**Extrait choisi**
• • • • •

15% à 20% des femmes sont touchées par la dépression post-natal. Mais il y a aussi 8 à 10% des hommes. Ce n’est donc pas seulement une question d’hormones, il y a également des facteurs aggravant qui déclenche cette dépression.
Comment diagnostiquer une dépression post-partum ?
Quels sont les signes précurseurs d’une dépression post-natale ?
Généralement, il est difficile de se reconnaître, on ne sent pas comme avant. Souvent, on ressent de la tristesse mais aussi de l’anxiété, matin et/ou soir, qui arrive sans prévenir. On peut aussi constater des difficultés à s’occuper de l’enfant mais aussi avoir du mal à se reconnaître dans le rôle de parents et regretter sa vie avant l’arrivée de l’enfant.
Aussi, la question du sommeil est très importante. C’est très compliqué à constater puisque les troubles du sommeil se mêlent avec le post-partum. Avec ou sans dépression post-natal, il y a toujours un temps où l’on dort moins bien du fait de l’arrivée de l’enfant et de son rythme de sommeil à lui. Mais dans le cas d’une dépression post-partum, on est bien face à une fatigue plutôt psychique, et non physique. Cela va prendre beaucoup de place au quotidien. Il y a donc beaucoup de symptômes qui peuvent alarmer les parents et également le professionnel de santé.
La problématique majeure, ce sont les fluctuations dans le ressenti de cette dépression post-natale. Il y a un pic très tardif au alentours des 6 mois de l’enfant. Ainsi, les professionnels de santé ne pensent pas à une dépression post-partum, puisque la période est trop éloignée de l’accouchement.
Quand avez-vous été diagnostiquée ?
J’ai été diagnostiquée d’une dépression post-natale 5 jours après la naissance de ma fille. Malgré des signes avant-coureurs, aucun professionnel n’a posé ce diagnostic pendant la grossesse. À cette époque, la santé mentale périnatale était un sujet tabou. Cette période était surtout assimilée au bonheur de donner la vie et non à des potentiels troubles de la santé mentale.
Et dans mon cas, il y a eu beaucoup d’inquiétude et de questionnement sur la naissance précoce de ma fille. Ainsi, ma santé mentale n’était pas prise en compte.
Peut-on prévenir d’une dépression post-partum ?
Y-a-t’il des profils plus sujets que d’autres au développement d’une dépression post-partum ?
On ne parle pas de profil mais de facteurs. Des facteurs gynécologiques et obstétriques, des facteurs socio-économiques, des antécédents psychiatriques, etc. Une grossesse tardive est aussi un facteur de possible dépression post-natale et, a contrario, une grossesse en étant très jeune est aussi un risque.
Des antécédents de dépression, venant de soi ou des membres de la famille, des troubles psychiques préexistants sont des facteurs aggravants.
Existe-t-il un moyen ou des traitements pour éviter la dépression post-natale ?

• • • • •

**Extraits des items**
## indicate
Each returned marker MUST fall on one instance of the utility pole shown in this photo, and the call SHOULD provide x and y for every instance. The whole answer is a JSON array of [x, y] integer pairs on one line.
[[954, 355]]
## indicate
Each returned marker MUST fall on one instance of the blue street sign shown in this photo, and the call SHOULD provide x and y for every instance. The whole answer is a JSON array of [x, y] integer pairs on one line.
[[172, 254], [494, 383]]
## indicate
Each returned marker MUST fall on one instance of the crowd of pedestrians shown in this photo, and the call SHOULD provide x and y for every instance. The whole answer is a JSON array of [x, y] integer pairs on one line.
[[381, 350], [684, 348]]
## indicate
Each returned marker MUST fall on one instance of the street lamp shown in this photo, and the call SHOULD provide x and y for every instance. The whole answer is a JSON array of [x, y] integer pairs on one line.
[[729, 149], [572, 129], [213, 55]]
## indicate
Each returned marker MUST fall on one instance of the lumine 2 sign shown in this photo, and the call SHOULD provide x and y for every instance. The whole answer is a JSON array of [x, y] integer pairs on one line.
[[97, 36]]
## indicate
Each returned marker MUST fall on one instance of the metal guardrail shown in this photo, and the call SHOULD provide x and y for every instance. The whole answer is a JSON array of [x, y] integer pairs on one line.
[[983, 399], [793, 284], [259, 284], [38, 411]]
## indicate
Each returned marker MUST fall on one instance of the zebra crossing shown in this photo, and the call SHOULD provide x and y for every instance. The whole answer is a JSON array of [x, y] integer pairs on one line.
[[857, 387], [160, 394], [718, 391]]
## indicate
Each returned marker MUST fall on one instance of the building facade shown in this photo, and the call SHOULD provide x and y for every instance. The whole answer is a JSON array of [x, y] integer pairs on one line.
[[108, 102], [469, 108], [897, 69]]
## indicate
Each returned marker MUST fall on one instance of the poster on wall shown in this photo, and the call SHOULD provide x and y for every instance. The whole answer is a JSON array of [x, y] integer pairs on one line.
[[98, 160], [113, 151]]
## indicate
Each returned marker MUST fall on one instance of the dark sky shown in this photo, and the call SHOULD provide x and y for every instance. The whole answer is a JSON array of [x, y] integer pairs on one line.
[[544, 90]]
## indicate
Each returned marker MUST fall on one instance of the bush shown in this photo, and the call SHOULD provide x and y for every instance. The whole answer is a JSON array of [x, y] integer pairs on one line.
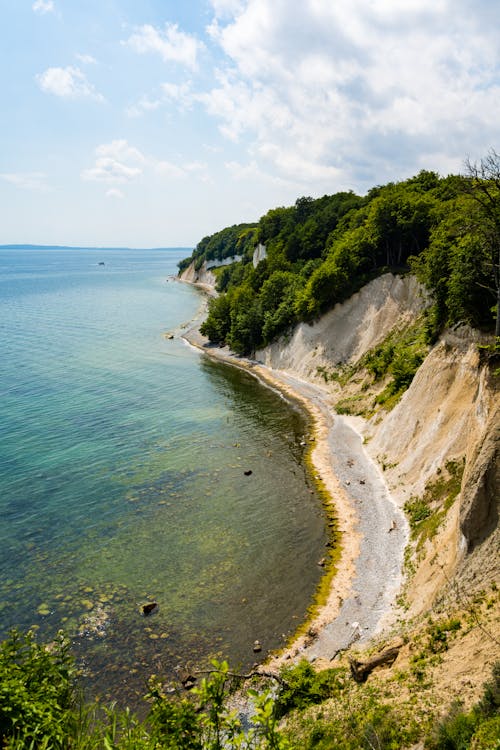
[[37, 693]]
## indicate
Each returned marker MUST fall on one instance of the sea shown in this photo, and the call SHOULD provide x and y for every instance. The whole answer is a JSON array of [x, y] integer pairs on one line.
[[135, 469]]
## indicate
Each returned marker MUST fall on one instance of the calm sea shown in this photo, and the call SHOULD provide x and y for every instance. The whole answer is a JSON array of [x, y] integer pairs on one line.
[[122, 460]]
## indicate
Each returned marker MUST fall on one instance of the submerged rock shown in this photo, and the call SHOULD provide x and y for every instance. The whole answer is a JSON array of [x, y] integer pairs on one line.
[[149, 608]]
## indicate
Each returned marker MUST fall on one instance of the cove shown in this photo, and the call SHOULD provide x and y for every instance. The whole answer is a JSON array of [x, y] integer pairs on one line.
[[123, 479]]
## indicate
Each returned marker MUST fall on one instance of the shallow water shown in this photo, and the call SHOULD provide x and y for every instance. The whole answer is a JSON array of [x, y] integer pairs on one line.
[[122, 479]]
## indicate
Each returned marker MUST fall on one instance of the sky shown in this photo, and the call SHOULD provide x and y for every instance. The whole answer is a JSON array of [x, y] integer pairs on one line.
[[153, 123]]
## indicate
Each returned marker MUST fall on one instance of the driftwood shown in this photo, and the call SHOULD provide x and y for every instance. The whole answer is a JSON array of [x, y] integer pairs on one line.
[[254, 673], [360, 670]]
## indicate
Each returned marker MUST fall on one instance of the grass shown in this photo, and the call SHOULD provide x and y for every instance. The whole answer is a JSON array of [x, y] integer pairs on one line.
[[427, 513]]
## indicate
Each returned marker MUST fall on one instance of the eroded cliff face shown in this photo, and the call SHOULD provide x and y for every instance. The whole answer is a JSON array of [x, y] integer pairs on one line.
[[202, 276], [348, 331], [450, 413]]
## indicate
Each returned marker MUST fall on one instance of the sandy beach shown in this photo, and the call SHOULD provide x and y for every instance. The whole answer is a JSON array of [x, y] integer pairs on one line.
[[373, 530]]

• • • • •

**Travail demandé**
Recopiez mot pour mot le passage du texte sur la dépression post-partum situé entre « 15% à 20% des » et « déclenche cette dépression. », ces deux bornes comprises. Les items constituent un matériau indépendant de l'extrait.

**Réponse attendue**
15% à 20% des femmes sont touchées par la dépression post-natal. Mais il y a aussi 8 à 10% des hommes. Ce n’est donc pas seulement une question d’hormones, il y a également des facteurs aggravant qui déclenche cette dépression.